- [Document section]
Let us turn to model (1), which includes only structural effect variables. The rate function explains the longitudinal progression of the technology transfer network. The rate refers to the expected frequencies with which regions have the opportunity to change a network tie from between t to +1. The rate ( λ 2009 2010 ) plunges from 27.11 to 0.007 ( λ 2010 2011 ); then it maintains at 0.007 at the end of the period ( λ 2011 2012 ). The network has a substantial change from 2009 to 2010, then a sharp decrease rate of the next period (2010 to 2011) indicates that fewer opportunities exist to change relationships in the last two periods than in the previous ones. After the relationship is established, then the nodes do not seem to easily change their relationships with their partners, which is interpreted as the path-dependency in the market-mediated technology. A similar pattern is consistently found through the other three models. The density of the network has a significant, but negative value (−1.435). On the other hand, the reciprocity has a positive coefficient (1.09), which is observed widely in the other empirical works [59]. In the social network context, the higher density level is related to the higher opportunity cost in the establishment of a relation. If a node is positioned in the highly dense position, then the node is less likely to have an opportunity to change the previous relationship. Thus, given the high-density effect, the probability of changing its tie decreases and yields a negative sign of the variable. The positive and significant value of reciprocity also reflects that technology is transmitted with the partners that have already connected, denoting that those mutually-proven partners are likely to involve another transfer.
Model 2 is dedicated to explaining the longitudinal change of a network through the individual attribute of each region. The interpretation of the coefficient is as non-standardized coefficients, similar to that of the logistics regression model. Each coefficient is basically a log odds-ratio, and it indicates how the log-odds of relation formation changes with a unit change in the corresponding independent variable. The exogenous foreign technology has a positive and significant, but weak value (0.0011). The patent number of a region, however, has a negative effect (−0.083). Then, regions have the tendency to transmit technology to other regions when they have already accumulated technologies from overseas countries. At the same time, even if the region has a higher level of the domestic patent, they do not seem to be involved in exchanging technology with others. It also corroborates the idea that nodes exposed to direct relationships with foreign nodes, through formal technology agreements or informal know-how contact, are expected to gain preferential access to knowledge [66].
The next two variables examine whether a region’s previous licensing activity matters in the evolution of the network. While the observed license-in value has not gained statistical significance, license-out has a positive effect, with a significance level of 0.01 (0.0016). The result confirms that the regions prefer to transmit technology to other regions that already have previous experiences of a technology licensing-out contract, which is consistent with Belso-Martínez et al. [67]’s work in that the previous knowledge mediating experience facilitates the creation of partnerships, thus fostering brokerage. The influence of accumulated licensing-out experiences also seems to be determined by the strategic risk-aversion decisions of licensor regions. The interpretations of the contradictory significance level of two licensing variables would be that the potential licensing-in regions do not consider how many technologies are imported to the partner regions, rather they seem to consider that the licensing-out records matter more.

- [Provided data]
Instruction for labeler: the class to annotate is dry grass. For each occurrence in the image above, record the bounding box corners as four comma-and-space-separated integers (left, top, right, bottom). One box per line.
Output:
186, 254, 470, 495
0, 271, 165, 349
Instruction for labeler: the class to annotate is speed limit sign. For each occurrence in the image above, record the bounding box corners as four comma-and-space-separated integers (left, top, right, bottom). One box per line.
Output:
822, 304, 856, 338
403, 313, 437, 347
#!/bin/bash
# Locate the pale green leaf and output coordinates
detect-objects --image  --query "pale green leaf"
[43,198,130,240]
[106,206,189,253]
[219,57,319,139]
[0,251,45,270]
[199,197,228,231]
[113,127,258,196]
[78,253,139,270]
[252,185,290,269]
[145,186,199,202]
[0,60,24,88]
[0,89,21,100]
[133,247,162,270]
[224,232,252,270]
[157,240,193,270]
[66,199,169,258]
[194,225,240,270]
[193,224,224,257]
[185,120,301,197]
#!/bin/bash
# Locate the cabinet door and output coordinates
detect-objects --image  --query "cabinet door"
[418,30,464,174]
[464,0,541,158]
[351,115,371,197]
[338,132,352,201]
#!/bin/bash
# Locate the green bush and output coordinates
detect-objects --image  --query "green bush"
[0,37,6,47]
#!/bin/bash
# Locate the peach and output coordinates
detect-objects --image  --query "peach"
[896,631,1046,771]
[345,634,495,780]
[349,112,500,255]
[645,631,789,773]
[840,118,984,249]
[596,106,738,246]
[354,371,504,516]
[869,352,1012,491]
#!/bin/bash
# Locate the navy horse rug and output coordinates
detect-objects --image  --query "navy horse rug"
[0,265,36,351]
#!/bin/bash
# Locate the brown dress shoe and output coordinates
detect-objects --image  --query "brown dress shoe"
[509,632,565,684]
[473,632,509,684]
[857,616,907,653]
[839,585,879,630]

- [What to do] Continue the analysis of the regional technology transfer network models from its last sentence.

- [Exercise answer]
Model 3 captures the contribution of the GF brokerages of three regions except for a coordinator, which has a substantially low frequency. Considering the differences between the four coefficients, it confirms the idea that all the brokers have an identical effect on the network growth process. In this case, the brokerage roles played by the anchor regions influenced the network evolution in either a positive or negative way. The interesting result is the different signs of the coefficients between a gatekeeper and a representative (−0.012 and 0.025, respectively). The consultant has a small, but positive effect (0.008). Nevertheless, liaison was estimated to have a negative effect (−0.012). Reflecting the types of the brokerage on the basis of the social network theory, the brokerage role as a liaison appears to have the opportunity to benefit from intermediating between heterogeneous groups [53].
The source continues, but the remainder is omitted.